▶ [Passage provided]
*** Block opens ***

Figure 8 is a plot of the gain (improvement of an estimate when a feature is used in a tree) and cover (the average proportion of samples affected by splitting using this feature) for the top five items in the importance matrix. The most important features for predicting the F11 opioid claims appear to be the staffed beds (10.1% gain and 5.5% cover), surgeries (9.8% gain and 3.6% cover), and liabilities (7.3% gain and 6.2% cover). Most interesting is that workload and financial variables are the most explanatory. Table 5 shows the top 10 most important features by gain. Because of their predictive accuracy, random forests may be used by policymakers to assign funds and resources to states and localities based on the estimated inpatient demand.
Random forests seek out estimates for each tree to help predict what the demand will be. The splits are not necessarily in the direction one might assume. The purpose of the explanatory models is to assess those workload, financial, technical, geographical-temporal variables that might be useful in estimating which facilities experience demand for ICD-10 opioid admissions. The presence of variables in the tree splits suggest importance only, not directionality. Given that the forest model predicts unseen data with 0.878% accuracy, it seems reasonable to assume that policymakers can rely on the forest for funding allocation determination. The initially explanatory models have outstanding predictive power.

4. Discussion

The opioid abuse problem in the United States is non-static. While the U.S. may have seen a decline in prescriptions from 2012 to the present, the average days of supply per prescription has increased [31] and illicit provider activity continues. The contribution of this illicit activity to the problem is likely to intensify the epidemic, which requires no additional assistance. In fact, a March 2018 Centers for Disease Control and Prevention report showed a 35% increase in ER visits for the 16 states most affected by opioids [32]. Policymakers need to consider additional provider controls to ensure that opioids are distributed in accordance with the law.
The GIS mapping of F11 ICD-10 cases through 2018 suggests that the epidemic is diffusing with new growth areas emerging including areas like Salt Lake City, Phoenix, and Las Vegas as evidenced by the orange–red, 75th percentile and above mapping. Policymakers might consider funding prevention, treatment, and interdiction activities according to the GIS trends and demand for inpatient services and might focus analytical techniques to the most highly afflicted cities to target illicit activity by providers.
It is interesting that while California and Florida have large populations, none of their major population centers reached the same level of high intensity scales of other large cities. The questions then become how these patterns might be explained and possibly forecast, and what are the federal and local policy implications for funding based on the expansion/diffusion associated with the epidemic.
The GIS mapping of opioid admission claim rates suggests a higher prevalence rate in Appalachia. This prevalence rate seems fairly constant year over year. Further statistical analysis suggests that, when accounting for geography, there has been no change year over year in the opioid admission claim rates.

*** Block closes ***

▶ [Actions to take]
1. Answer these from the opioid passage, one line per answer, marked like the questions:
(a) What gain and cover are given for staffed beds?
(b) What increase in ER visits did the March 2018 Centers for Disease Control and Prevention report show, and for how many states?
(c) Which region shows a higher prevalence rate in the GIS mapping of opioid admission claim rates?
2. Please turn the paragraph of the opioid passage beginning "The opioid abuse problem in the United States is non-static" into a short bulleted list that keeps its main facts.

▶ [Study material]
*** Block opens ***

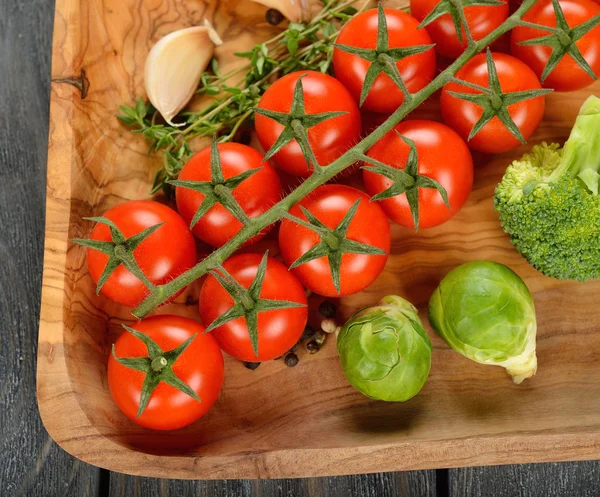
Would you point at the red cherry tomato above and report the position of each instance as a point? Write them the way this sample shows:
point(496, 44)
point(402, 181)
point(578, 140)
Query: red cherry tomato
point(330, 203)
point(361, 32)
point(200, 367)
point(482, 20)
point(494, 137)
point(328, 139)
point(443, 156)
point(568, 75)
point(164, 255)
point(255, 194)
point(278, 330)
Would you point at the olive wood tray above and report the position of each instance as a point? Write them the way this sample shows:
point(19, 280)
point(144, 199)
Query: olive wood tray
point(277, 421)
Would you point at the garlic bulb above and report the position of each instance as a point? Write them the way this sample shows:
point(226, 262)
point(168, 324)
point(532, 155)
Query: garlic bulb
point(175, 65)
point(293, 10)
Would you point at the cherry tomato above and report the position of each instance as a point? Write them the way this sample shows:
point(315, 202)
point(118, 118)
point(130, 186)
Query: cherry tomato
point(328, 139)
point(255, 194)
point(567, 75)
point(200, 367)
point(278, 330)
point(361, 32)
point(494, 137)
point(443, 156)
point(329, 204)
point(164, 255)
point(482, 20)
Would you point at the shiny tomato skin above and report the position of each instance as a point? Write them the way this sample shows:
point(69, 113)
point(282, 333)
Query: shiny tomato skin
point(443, 156)
point(255, 195)
point(278, 330)
point(329, 139)
point(164, 255)
point(200, 367)
point(361, 31)
point(568, 75)
point(482, 20)
point(494, 137)
point(329, 203)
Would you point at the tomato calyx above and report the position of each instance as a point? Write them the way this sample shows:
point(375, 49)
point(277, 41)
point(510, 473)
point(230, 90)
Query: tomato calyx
point(562, 40)
point(455, 9)
point(334, 242)
point(407, 180)
point(383, 59)
point(157, 367)
point(494, 101)
point(218, 190)
point(296, 125)
point(119, 251)
point(247, 302)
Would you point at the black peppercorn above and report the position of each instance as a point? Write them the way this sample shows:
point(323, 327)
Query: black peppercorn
point(274, 17)
point(291, 360)
point(327, 309)
point(313, 347)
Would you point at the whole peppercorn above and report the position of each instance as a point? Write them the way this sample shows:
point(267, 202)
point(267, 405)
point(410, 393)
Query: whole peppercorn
point(313, 347)
point(327, 309)
point(274, 17)
point(291, 360)
point(320, 337)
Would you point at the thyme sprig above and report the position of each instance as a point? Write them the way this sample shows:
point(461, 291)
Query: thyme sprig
point(236, 93)
point(214, 260)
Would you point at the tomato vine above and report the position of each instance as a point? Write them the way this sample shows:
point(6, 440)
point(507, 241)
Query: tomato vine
point(321, 175)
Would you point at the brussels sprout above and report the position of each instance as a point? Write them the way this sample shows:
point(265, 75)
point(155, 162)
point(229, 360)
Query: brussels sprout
point(385, 352)
point(485, 311)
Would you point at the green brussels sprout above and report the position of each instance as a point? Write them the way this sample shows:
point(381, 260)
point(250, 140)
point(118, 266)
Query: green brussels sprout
point(484, 311)
point(384, 350)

*** Block closes ***

▶ [Answers by item number]
1.
(a) 10.1% gain and 5.5% cover.
(b) A 35% increase, for the 16 states most affected by opioids.
(c) Appalachia.

2.
- The U.S. opioid abuse problem keeps changing.
- Prescriptions may have declined from 2012 to the present, but the average days of supply per prescription has increased.
- Illicit provider activity continues and is likely to intensify the epidemic.
- A March 2018 Centers for Disease Control and Prevention report showed a 35% increase in ER visits for the 16 states most affected by opioids.
- Policymakers need to consider additional provider controls so that opioids are distributed in accordance with the law.